Exercise instructions.
List every line of the entries below that contains the word "flipper", matching case exactly.

......

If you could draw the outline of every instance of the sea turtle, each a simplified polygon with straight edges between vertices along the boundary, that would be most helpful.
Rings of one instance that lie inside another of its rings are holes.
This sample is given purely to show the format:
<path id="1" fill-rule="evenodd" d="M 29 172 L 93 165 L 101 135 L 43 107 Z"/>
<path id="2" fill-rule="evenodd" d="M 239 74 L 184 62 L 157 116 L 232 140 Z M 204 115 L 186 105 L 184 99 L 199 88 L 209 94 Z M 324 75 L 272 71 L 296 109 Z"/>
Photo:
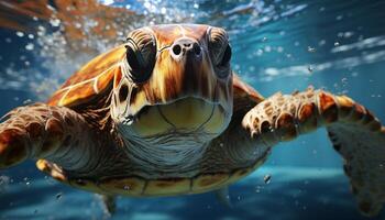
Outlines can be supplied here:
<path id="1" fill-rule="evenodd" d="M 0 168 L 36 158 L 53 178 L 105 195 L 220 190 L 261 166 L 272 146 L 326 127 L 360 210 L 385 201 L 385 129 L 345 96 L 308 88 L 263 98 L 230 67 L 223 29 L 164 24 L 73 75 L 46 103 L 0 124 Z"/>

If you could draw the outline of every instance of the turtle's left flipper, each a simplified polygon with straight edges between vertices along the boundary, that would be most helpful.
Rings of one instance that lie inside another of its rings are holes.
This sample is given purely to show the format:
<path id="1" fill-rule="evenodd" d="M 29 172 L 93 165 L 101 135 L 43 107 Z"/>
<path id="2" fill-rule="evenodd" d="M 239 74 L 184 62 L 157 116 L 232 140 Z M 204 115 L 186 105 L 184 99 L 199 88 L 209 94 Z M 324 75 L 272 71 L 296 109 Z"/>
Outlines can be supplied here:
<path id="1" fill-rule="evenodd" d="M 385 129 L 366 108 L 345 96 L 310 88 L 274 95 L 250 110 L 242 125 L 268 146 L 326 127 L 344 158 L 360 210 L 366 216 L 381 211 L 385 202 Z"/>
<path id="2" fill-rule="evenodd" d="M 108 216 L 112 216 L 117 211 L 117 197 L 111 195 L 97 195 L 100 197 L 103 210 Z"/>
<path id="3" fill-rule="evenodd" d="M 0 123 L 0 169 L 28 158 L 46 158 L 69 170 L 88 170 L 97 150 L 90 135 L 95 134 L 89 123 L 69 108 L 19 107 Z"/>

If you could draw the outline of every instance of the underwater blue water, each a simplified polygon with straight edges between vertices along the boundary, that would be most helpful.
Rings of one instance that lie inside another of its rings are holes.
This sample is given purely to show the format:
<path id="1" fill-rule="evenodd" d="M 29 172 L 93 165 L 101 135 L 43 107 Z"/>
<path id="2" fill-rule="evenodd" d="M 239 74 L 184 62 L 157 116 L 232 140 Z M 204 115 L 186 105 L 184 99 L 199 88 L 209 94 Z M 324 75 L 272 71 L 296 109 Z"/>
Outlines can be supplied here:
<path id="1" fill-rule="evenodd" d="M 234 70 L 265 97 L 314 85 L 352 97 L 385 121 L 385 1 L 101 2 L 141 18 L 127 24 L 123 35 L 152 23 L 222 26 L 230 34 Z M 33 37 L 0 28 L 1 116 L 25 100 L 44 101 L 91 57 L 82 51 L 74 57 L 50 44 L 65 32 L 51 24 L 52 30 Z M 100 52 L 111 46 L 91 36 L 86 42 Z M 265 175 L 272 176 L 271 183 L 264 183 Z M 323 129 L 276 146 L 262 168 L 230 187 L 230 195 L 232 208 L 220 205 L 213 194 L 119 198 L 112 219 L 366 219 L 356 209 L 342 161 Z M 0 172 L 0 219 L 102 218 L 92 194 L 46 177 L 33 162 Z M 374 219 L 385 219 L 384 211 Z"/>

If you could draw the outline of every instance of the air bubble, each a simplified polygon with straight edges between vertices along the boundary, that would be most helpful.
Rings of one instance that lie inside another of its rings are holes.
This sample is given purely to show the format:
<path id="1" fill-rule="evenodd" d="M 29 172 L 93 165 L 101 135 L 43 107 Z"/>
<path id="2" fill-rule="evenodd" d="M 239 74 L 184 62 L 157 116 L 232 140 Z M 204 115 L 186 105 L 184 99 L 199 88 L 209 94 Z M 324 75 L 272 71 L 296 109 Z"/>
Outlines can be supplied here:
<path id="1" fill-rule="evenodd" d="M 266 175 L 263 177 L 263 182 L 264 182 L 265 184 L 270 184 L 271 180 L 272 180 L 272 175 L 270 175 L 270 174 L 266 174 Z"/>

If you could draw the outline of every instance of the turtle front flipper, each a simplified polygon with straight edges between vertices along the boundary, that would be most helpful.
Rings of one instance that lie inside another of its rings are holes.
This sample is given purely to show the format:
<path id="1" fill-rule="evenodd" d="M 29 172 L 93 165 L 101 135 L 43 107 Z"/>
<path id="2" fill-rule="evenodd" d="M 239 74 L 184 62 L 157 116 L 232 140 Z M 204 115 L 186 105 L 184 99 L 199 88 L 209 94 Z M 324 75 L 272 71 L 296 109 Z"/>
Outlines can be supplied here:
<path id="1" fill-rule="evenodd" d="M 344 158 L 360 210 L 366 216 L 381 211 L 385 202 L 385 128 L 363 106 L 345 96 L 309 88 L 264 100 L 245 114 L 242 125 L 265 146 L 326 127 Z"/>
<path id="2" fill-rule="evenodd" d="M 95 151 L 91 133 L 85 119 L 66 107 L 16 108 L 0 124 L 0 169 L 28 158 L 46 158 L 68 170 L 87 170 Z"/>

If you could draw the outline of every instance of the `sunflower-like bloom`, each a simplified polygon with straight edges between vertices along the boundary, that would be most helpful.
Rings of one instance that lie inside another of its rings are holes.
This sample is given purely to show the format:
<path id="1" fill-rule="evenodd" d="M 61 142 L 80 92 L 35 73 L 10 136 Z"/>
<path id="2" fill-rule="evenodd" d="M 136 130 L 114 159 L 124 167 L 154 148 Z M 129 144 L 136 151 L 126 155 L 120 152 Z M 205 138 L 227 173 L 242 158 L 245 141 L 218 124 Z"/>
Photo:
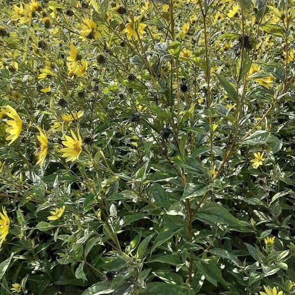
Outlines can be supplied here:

......

Correct result.
If you could draw the outline of every instance of the turtle's left flipper, each a simplified polygon with straight edges between vertices along the boundary, that would be most helpful.
If you could draw the outline of every instance of the turtle front flipper, each a simplified polygon with straight edges between vertices along the boundary, that would be most helpful.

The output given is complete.